* What to do: Using the entries below, transcribe exactly the line containing "Place one point per instance of the black cone" and each line that follows it to the end.

Point localization data:

+ + + + + + +

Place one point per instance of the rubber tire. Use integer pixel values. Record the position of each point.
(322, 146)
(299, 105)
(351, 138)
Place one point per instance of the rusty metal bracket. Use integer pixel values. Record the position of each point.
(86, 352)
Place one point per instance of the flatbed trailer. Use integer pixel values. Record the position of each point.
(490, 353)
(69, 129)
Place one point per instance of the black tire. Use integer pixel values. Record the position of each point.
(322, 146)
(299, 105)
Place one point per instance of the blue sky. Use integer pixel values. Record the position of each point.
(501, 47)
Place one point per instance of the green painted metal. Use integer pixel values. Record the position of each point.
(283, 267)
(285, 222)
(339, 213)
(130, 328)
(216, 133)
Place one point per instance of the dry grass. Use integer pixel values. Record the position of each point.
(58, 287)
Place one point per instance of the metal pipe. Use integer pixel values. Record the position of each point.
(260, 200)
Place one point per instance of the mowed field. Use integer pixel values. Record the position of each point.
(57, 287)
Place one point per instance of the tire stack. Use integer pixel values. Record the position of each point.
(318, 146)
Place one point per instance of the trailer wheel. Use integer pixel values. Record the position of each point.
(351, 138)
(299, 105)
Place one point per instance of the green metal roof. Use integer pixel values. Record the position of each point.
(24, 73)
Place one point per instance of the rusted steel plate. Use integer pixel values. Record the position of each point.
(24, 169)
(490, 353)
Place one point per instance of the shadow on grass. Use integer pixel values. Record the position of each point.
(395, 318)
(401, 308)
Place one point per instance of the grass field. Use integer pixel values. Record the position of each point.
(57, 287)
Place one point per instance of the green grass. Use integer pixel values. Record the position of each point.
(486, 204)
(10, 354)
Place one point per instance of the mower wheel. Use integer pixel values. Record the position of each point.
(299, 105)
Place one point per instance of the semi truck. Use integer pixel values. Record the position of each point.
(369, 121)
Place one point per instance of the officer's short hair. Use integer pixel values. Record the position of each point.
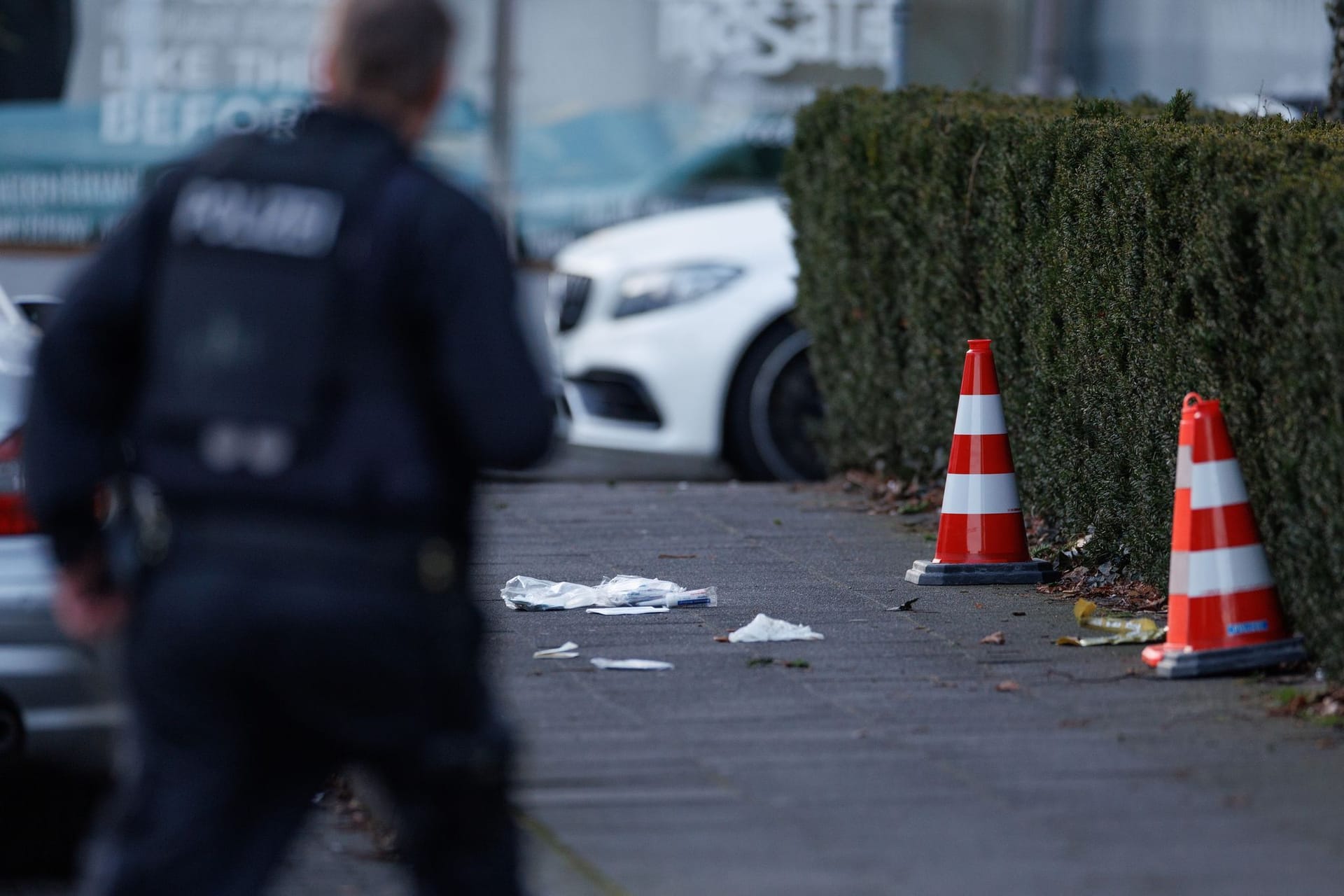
(390, 52)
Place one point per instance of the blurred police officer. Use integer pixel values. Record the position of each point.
(308, 344)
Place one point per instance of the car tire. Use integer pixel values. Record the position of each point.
(773, 407)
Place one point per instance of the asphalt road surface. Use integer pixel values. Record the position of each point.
(894, 757)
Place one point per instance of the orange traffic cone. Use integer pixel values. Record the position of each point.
(1224, 610)
(981, 536)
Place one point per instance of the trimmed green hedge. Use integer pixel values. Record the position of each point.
(1120, 255)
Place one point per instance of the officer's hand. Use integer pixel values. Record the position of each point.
(85, 605)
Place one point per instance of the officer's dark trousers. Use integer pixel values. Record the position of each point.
(258, 665)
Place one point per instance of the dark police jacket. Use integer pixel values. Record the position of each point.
(430, 378)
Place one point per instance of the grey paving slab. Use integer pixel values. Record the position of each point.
(891, 764)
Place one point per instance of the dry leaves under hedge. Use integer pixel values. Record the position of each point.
(1120, 594)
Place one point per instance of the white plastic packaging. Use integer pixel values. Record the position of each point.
(526, 593)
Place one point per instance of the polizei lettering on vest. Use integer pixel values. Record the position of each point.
(280, 219)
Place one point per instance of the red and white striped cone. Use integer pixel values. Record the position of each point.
(1224, 610)
(1177, 586)
(981, 536)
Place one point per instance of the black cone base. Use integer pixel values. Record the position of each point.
(1027, 573)
(1214, 663)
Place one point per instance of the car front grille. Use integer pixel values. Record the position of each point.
(569, 293)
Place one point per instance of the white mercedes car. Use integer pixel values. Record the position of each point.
(673, 337)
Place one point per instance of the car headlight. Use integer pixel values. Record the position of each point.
(651, 290)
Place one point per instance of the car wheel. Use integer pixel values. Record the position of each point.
(773, 409)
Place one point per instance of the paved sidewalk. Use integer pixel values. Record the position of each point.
(891, 764)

+ + + + + + +

* Written answer:
Place one point per instance of the black cone base. Use integer pixel values. Record the position of each point.
(1027, 573)
(1214, 663)
Place one point per instance of the car front grille. Use integer pixel values. Record the position of each point.
(569, 293)
Place one point per instance of the white mercedes car. Use integer pixel values. Record the position of each point.
(673, 337)
Place one point per instance of the car headlight. Use integer pixel values. Record the position of each point.
(651, 290)
Place one point per instance of the car wheel. Use integer pixel values. Record the position of each point.
(773, 409)
Place one point per instance of the paved sidewalk. Use integer pixel values. Record the position of each point.
(891, 764)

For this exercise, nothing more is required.